## YOUR OBJECTIVE:
Render the material from its start through the line containing "top-left (0, 581), bottom-right (112, 670)" as a two-column CSV with the headers text and answer. Give one row per entry, put each field in double quotes, and replace any line breaks with spaces.
**********
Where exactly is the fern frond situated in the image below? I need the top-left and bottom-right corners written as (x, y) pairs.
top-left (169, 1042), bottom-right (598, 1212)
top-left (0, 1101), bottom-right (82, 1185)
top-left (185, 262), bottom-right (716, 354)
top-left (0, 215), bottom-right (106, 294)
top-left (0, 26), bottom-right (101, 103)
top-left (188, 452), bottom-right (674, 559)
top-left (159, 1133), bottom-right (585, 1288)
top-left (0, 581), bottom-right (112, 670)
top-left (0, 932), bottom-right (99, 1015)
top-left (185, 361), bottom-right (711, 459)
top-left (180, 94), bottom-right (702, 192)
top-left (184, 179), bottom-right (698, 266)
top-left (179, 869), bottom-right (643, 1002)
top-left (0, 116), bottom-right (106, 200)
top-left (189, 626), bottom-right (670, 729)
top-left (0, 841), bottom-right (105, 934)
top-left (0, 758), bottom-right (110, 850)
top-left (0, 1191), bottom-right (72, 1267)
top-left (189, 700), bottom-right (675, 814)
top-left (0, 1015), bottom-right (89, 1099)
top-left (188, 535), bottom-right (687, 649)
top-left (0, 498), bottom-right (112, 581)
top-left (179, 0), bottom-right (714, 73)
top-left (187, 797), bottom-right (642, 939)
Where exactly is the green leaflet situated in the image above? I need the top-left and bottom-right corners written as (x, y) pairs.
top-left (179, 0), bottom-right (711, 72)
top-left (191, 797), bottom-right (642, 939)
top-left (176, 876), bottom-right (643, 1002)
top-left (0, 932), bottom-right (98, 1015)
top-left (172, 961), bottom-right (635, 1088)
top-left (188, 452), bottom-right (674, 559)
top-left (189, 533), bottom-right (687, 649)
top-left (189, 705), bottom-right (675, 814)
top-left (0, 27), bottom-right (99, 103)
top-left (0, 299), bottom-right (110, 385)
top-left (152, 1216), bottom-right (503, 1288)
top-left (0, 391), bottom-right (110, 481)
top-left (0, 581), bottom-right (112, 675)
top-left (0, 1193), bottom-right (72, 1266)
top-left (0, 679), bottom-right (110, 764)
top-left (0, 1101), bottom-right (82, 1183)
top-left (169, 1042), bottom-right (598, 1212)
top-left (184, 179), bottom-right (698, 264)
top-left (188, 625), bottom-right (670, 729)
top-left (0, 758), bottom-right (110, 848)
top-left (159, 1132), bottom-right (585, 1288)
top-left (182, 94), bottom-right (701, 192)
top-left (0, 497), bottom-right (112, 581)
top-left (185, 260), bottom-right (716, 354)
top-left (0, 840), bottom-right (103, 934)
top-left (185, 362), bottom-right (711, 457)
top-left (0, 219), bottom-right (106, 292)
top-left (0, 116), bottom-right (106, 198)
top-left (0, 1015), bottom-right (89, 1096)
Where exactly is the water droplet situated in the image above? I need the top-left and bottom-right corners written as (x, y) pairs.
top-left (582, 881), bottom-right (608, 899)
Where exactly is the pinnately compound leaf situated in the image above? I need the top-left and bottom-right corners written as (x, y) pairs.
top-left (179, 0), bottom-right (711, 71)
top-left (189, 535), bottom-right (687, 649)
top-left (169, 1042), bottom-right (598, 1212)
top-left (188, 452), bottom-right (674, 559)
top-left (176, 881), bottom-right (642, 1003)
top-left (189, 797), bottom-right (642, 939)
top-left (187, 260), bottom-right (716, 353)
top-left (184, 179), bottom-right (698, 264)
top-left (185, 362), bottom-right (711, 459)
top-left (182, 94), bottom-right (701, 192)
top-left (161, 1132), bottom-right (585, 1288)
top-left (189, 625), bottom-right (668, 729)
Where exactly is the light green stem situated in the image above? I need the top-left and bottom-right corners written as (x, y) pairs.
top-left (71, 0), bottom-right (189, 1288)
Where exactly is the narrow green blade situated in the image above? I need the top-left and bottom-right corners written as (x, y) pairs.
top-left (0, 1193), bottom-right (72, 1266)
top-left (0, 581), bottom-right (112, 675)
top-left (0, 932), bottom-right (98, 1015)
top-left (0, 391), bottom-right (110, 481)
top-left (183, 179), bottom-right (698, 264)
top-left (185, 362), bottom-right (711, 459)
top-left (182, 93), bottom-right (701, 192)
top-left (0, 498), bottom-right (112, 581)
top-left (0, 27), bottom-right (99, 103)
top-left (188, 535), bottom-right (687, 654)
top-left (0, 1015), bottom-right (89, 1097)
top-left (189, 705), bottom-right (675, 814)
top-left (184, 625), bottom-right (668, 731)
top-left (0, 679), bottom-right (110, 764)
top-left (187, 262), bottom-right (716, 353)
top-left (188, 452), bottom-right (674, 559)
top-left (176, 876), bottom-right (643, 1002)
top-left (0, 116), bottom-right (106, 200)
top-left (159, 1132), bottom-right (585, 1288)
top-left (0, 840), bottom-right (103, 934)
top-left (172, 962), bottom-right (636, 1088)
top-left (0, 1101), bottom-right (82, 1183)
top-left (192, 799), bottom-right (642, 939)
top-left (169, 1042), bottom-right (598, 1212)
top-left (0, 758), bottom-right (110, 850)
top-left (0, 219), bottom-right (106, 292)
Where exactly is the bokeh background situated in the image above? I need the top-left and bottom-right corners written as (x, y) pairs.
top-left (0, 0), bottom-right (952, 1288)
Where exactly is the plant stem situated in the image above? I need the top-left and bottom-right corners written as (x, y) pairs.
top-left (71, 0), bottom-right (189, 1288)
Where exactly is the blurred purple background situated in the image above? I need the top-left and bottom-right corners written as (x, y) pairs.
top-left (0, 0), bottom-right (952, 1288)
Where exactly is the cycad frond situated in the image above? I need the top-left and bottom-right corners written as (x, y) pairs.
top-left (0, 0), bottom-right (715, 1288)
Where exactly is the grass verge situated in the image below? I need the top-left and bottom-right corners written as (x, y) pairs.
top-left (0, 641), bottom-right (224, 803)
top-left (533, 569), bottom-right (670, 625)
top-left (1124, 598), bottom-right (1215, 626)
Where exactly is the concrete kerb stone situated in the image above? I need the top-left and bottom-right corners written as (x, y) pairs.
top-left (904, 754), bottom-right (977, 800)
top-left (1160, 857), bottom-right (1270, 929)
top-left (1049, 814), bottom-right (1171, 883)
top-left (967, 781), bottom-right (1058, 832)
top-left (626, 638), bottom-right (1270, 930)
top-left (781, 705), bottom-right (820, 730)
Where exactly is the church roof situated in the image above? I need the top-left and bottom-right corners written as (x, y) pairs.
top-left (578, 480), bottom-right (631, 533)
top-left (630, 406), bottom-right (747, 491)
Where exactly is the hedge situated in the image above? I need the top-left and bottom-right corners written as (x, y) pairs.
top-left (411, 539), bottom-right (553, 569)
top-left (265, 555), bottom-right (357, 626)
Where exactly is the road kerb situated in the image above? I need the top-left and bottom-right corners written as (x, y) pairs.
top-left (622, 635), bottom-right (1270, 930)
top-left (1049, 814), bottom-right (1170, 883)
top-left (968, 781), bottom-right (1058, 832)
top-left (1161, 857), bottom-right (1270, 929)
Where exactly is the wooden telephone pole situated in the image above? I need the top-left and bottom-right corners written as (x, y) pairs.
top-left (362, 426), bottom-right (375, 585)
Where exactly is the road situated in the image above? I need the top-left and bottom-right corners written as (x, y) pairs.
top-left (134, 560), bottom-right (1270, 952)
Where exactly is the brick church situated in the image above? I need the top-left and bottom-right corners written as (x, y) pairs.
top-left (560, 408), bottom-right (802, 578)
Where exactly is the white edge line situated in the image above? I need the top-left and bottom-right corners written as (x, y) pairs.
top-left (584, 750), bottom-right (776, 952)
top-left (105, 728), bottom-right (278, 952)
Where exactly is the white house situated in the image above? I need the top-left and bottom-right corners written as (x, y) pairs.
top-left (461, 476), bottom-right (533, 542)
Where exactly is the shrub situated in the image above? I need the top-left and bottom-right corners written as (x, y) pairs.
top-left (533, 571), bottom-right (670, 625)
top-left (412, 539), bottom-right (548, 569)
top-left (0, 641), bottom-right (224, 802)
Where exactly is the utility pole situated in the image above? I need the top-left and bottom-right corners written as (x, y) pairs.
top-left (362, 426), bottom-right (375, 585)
**********
## OUTPUT OF THE EXERCISE:
text,answer
"Where exactly is the fern frond situated in the image below? I need the top-left and bottom-right corners written as (x, y) pairs.","top-left (169, 1042), bottom-right (598, 1212) top-left (0, 1101), bottom-right (82, 1185) top-left (185, 262), bottom-right (716, 354) top-left (0, 215), bottom-right (106, 294) top-left (0, 26), bottom-right (101, 103) top-left (188, 452), bottom-right (674, 559) top-left (159, 1133), bottom-right (585, 1288) top-left (0, 581), bottom-right (112, 670)"